**Directions for this task:** Give every entry again, unchanged, and leave its images out.

**Image point grounding data:**
-.-.-
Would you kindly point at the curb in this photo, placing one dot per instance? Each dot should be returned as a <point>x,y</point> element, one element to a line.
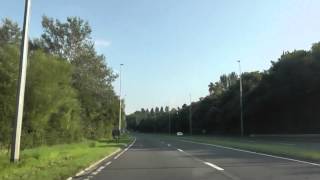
<point>93,165</point>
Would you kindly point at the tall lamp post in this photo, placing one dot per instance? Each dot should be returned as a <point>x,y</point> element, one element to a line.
<point>241,100</point>
<point>190,117</point>
<point>169,121</point>
<point>120,99</point>
<point>16,136</point>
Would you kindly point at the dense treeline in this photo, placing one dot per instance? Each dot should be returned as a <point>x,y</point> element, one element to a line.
<point>69,93</point>
<point>283,99</point>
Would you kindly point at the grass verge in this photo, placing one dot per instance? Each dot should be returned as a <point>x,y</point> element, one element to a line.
<point>58,161</point>
<point>274,148</point>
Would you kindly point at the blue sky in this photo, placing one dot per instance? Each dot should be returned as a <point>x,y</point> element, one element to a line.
<point>173,48</point>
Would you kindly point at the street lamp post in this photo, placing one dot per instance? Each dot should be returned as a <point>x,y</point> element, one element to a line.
<point>241,99</point>
<point>120,99</point>
<point>190,117</point>
<point>15,145</point>
<point>169,122</point>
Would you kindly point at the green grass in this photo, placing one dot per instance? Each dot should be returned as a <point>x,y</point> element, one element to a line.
<point>299,152</point>
<point>58,161</point>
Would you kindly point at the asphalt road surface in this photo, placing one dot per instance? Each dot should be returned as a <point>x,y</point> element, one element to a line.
<point>160,158</point>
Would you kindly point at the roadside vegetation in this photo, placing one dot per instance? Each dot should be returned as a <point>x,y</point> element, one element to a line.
<point>58,161</point>
<point>281,100</point>
<point>70,103</point>
<point>69,93</point>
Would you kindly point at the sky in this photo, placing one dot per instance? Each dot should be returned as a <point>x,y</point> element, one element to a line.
<point>172,49</point>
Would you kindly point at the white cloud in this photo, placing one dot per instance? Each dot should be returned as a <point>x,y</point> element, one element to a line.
<point>102,43</point>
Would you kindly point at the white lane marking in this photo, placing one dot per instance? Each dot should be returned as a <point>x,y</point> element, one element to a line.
<point>95,173</point>
<point>288,144</point>
<point>252,152</point>
<point>214,166</point>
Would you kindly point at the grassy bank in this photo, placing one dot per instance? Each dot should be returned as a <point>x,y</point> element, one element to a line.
<point>58,161</point>
<point>298,151</point>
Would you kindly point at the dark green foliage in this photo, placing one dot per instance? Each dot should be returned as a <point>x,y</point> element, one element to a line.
<point>284,99</point>
<point>69,94</point>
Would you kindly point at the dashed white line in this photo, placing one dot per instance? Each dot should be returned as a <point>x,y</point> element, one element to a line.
<point>214,166</point>
<point>252,152</point>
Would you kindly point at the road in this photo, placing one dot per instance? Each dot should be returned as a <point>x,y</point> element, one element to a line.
<point>161,158</point>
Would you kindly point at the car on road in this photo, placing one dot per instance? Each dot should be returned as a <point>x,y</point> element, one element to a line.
<point>179,133</point>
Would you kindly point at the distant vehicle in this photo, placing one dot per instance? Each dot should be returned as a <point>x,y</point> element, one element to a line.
<point>179,133</point>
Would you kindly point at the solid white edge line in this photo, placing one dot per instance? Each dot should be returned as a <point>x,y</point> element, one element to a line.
<point>257,153</point>
<point>98,162</point>
<point>214,166</point>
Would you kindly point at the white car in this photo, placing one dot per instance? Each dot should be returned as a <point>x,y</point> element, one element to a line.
<point>179,133</point>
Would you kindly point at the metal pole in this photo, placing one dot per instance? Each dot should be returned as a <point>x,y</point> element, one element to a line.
<point>169,122</point>
<point>241,100</point>
<point>190,117</point>
<point>120,100</point>
<point>15,146</point>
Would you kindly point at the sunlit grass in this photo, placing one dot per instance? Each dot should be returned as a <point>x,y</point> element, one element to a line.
<point>58,161</point>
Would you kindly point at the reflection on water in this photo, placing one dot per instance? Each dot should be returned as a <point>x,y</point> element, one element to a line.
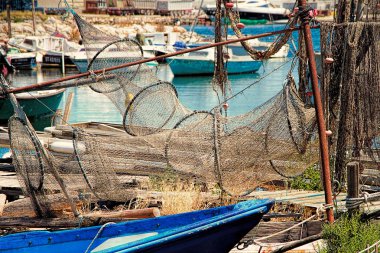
<point>195,92</point>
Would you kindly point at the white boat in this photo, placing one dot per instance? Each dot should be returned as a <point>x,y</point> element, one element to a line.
<point>253,10</point>
<point>22,61</point>
<point>50,49</point>
<point>262,46</point>
<point>80,58</point>
<point>255,43</point>
<point>202,63</point>
<point>159,43</point>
-.-.-
**Answer section:**
Would you kindly point at the curb in this photo, placing one dot per instance? Each dot should be returned as a <point>x,y</point> element, one element to a line.
<point>93,165</point>
Would you kindly point at the tall lamp post in this photo, placing one dot per instance? Each dot should be returned as a <point>x,y</point> element, one element to a line.
<point>241,100</point>
<point>190,117</point>
<point>169,121</point>
<point>120,99</point>
<point>16,136</point>
Would you kindly point at the dense treeline in this photo, placing one dot per instance? Each dot should be returned as a <point>x,y</point> element, one element to a line.
<point>69,93</point>
<point>283,99</point>
Would you kindly point at the grass verge in this photo, placing one dot per instance? Each dot should be returned as a <point>x,y</point> element, one element to a line.
<point>58,161</point>
<point>274,148</point>
Would you kindly point at the blue sky in this photo, placing one dot per instance? Each dot should be returned as a <point>x,y</point> element, one element to a line.
<point>173,48</point>
Would you kindly point at the street lamp post in this photo, placing one dot per instance? Each dot should be returned as a <point>x,y</point> element, one element to a line.
<point>241,99</point>
<point>120,99</point>
<point>190,117</point>
<point>15,145</point>
<point>169,122</point>
Would you kindly point at the green grass in this photo, placing one dot per instance? Each dot should be returned as a <point>x,y</point> element, one element to a line.
<point>299,152</point>
<point>58,161</point>
Would you kindly point at the asphalt road surface in this photo, placing one dot per instance? Each dot should be returned as a <point>x,y</point> element, one element to a line.
<point>160,158</point>
Would you kindly point at the roadside vegetation in this photo, placing one dot per instance? Each dot should be returned as a <point>x,y</point> element, one element to a line.
<point>58,161</point>
<point>281,100</point>
<point>70,103</point>
<point>69,93</point>
Would you kindly point at the sky in this photo, placing one dot per instance? Each dot should be returned as a <point>x,y</point> element, one element to a line.
<point>172,49</point>
Would you kindly point at the white cloud in this photo, placing one dot per instance? Each dot should be returned as a <point>x,y</point> element, one element to a line.
<point>102,43</point>
Would you kindly point at the white lane marking in this photo, placing one dot per instance? Each dot should be returned as a <point>x,y</point> element, one element to a line.
<point>95,173</point>
<point>288,144</point>
<point>252,152</point>
<point>214,166</point>
Would you kindly point at the grassy bank in this photo, placing one dot per instance? Each dot should be returned as a <point>x,y</point> element, one element to a line.
<point>58,161</point>
<point>298,151</point>
Would you kindly point at the dark green foliage in this photo, placing one dot per instance? Each dot should be returned as a <point>x,y</point> element, one element to a line.
<point>284,99</point>
<point>69,94</point>
Would you kindly point at the dashed white line in this photo, placing one dot per instance? Each dot should be returned as a <point>x,y</point> element, one element to a line.
<point>214,166</point>
<point>252,152</point>
Would you kindly point at the road in this photo, placing one dot per instance? Each dot should be returned as a <point>x,y</point> element, one element to a line.
<point>161,158</point>
Would you kindly point at the car on road in this photo, placing one dot per instance? Each dot should be returned as a <point>x,y</point> element, one element to a line.
<point>179,133</point>
Would you kindly point at the distant vehicle in this photo, placing one dot per instance? Each dot should be returned as a <point>x,y</point> element, one element to a line.
<point>179,133</point>
Would you kindly point at the solid white edge line in this photo, placing one dot per instance? Each dot should be returned as a <point>x,y</point> element, one element to a line.
<point>257,153</point>
<point>98,162</point>
<point>214,166</point>
Would you kindly point at the white car in this photo, placing one dot per instance? Each dot should be returned as a <point>x,y</point> element, one element to a line.
<point>179,133</point>
Would you kindly point at the metal pole in this photo, placing one dot per instance? Each dot should be returned as a <point>x,y</point> element, one element to a line.
<point>169,122</point>
<point>241,100</point>
<point>190,117</point>
<point>120,100</point>
<point>15,146</point>
Would you kindly point at the sunlit grass in this photo, placing one dot per instance? Each dot should be returned as a <point>x,y</point> element, one element to a line.
<point>58,161</point>
Would you kindly point at the reflection on water in this photo, placing one dot per instance? Each dot should be returned as a <point>x,y</point> element, one element to a line.
<point>195,92</point>
Would you kindly point at the white boat in this photo, placing one dot per instance? Each dot should be returned as a <point>x,y</point> element, one element to a line.
<point>253,10</point>
<point>22,61</point>
<point>50,49</point>
<point>262,46</point>
<point>80,58</point>
<point>255,43</point>
<point>202,63</point>
<point>159,43</point>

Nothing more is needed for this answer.